▶ _Location identification entries_
╭──

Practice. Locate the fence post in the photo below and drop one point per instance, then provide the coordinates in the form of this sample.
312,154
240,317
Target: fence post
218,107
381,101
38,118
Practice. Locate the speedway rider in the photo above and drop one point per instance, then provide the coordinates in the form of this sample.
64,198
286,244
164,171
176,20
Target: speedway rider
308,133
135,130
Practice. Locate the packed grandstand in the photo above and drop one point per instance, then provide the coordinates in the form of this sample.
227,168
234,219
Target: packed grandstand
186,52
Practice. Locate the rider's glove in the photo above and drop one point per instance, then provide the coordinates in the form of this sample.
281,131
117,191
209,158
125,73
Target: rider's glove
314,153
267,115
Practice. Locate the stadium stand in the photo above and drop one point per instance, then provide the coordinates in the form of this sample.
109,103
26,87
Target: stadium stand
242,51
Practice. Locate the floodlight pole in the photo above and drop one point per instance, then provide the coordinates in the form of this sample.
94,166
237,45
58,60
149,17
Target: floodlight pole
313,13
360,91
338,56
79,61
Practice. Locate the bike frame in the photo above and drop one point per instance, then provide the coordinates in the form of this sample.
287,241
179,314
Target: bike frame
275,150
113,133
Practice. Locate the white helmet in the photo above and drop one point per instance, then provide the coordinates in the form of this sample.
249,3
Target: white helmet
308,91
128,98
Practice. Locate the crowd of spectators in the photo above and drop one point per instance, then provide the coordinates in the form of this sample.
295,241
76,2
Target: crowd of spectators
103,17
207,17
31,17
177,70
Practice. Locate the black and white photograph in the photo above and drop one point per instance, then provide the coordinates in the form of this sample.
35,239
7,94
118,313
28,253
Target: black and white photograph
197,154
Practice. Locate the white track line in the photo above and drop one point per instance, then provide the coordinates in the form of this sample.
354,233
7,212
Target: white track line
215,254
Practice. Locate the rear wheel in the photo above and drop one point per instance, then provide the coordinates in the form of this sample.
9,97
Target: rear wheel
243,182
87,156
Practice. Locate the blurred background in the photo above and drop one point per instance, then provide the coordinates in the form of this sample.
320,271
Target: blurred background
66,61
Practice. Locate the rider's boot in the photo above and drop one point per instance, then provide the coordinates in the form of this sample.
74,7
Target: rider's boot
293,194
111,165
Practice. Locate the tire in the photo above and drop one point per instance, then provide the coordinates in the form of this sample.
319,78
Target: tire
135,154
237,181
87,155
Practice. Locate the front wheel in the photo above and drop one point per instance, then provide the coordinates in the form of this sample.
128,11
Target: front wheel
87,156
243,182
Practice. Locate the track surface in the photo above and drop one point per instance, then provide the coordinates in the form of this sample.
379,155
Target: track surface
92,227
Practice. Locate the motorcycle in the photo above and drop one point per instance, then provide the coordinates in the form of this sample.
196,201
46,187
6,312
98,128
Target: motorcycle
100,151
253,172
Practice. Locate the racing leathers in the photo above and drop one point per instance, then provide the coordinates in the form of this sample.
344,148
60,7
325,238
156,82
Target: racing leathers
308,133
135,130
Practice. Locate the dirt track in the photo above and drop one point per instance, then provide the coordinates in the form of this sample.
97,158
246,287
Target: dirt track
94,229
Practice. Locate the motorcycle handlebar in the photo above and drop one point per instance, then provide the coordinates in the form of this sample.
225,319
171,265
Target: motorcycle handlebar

╰──

▶ _Given task_
Reproduce the entries above in full, verbatim.

▶ _Complete response_
Practice. Locate the fence post in the photo below and drop one point per instance, then provide the coordinates in the form of this sample.
312,154
240,317
Target: fence post
218,107
381,101
38,118
Practice. Locate the speedway rider in the photo above and drop one point per instance, then provide the coordinates in the form of this sample.
64,198
286,244
164,171
176,20
Target: speedway rider
308,133
135,130
Practice. Locate the packed grandstand in the photo above and drop one point per instance, then provide the coordinates in the form of this sample.
227,168
234,219
Target: packed grandstand
186,52
Practice. Locate the rider's glove in the photo above and drop one point per instance, then provide the coordinates in the form of this sample.
281,131
117,191
209,158
125,73
Target: rider's glove
314,153
267,115
Practice. Locate the stadium stand in the photo above and drop one point per instance, then provide the coordinates in the form of this sample.
109,103
26,87
Target: stadium stand
242,51
Practice. Locate the floodlight pole in the photo above and drop one point per instance, then provide the coordinates in the form of this sample.
94,166
237,45
58,60
149,17
Target: floodlight pole
313,13
360,91
338,56
79,61
Practice. Locate the bike frame in the photo above and drop one point per instance, then provide the coordinates in the form of this sample.
287,241
179,314
Target: bike frame
275,150
113,133
Practice. Locate the white helmet in the photo above and drop one point per instance, then provide the coordinates in the form of this sample.
249,3
Target: white helmet
308,91
128,98
Practice. Locate the crowd of spectators in the photo above and drop one point per instance, then provide the coordinates in the form of this sample.
295,241
76,2
Target: crowd of spectators
103,17
207,17
31,17
177,70
Practice. Locate the black and white photograph in the photo above and drop one point per instance, then provide the coordinates in the form of this sample.
35,239
7,94
118,313
28,253
Target: black and white photograph
197,154
Practice. Locate the white track line in the photo above and drop one point per instance, then provide the coordinates in the form of this sample.
354,233
7,212
Target: white track line
215,254
Practice. Locate the rear wheel in the photo above and drop one point per instance, then provide the coordinates in the form of this sample.
9,97
Target: rear wheel
243,182
87,156
Practice. Locate the blurred background in the photo above and drop one point per instance, then provide the coordinates in the form of this sample.
320,271
Target: blurred background
66,61
Practice. Locate the rider's boot in the photo above and drop one point per instance, then provide the coordinates in the form of this sample.
74,7
Target: rider's boot
293,194
111,165
Practice. Locate the tire in the photo above and drop one point per instance, then provide the coordinates in the form of this sample.
319,78
Target: tire
135,154
237,181
87,155
Practice. Locate the front wheel in the photo above and drop one point per instance, then provide the coordinates in the form of this sample.
128,11
Target: front wheel
87,156
243,182
Practice. Locate the track surface in the photo above and drop one point per instance, then provide the coordinates in the form of this sample.
379,155
Target: track surface
92,227
Practice. Locate the motorcycle in the photo above and drop one point per instance, then provide the coordinates in the form of this sample.
196,201
46,187
6,312
98,128
Target: motorcycle
100,151
253,172
Practice. Locate the racing leathers in the photo above and drop one point per instance, then provide the coordinates in the form of this sample.
344,148
60,7
325,238
156,82
Target: racing leathers
308,133
135,130
Practice. Locate the dirt track in the photo above and drop one point per instance, then provide the coordinates in the form of this sample.
97,158
246,287
Target: dirt track
94,229
Practice. Locate the motorcycle handlebar in the photo above and drop one point per instance, then provide the coordinates in the form of this sample.
225,319
171,265
Target: motorcycle handlebar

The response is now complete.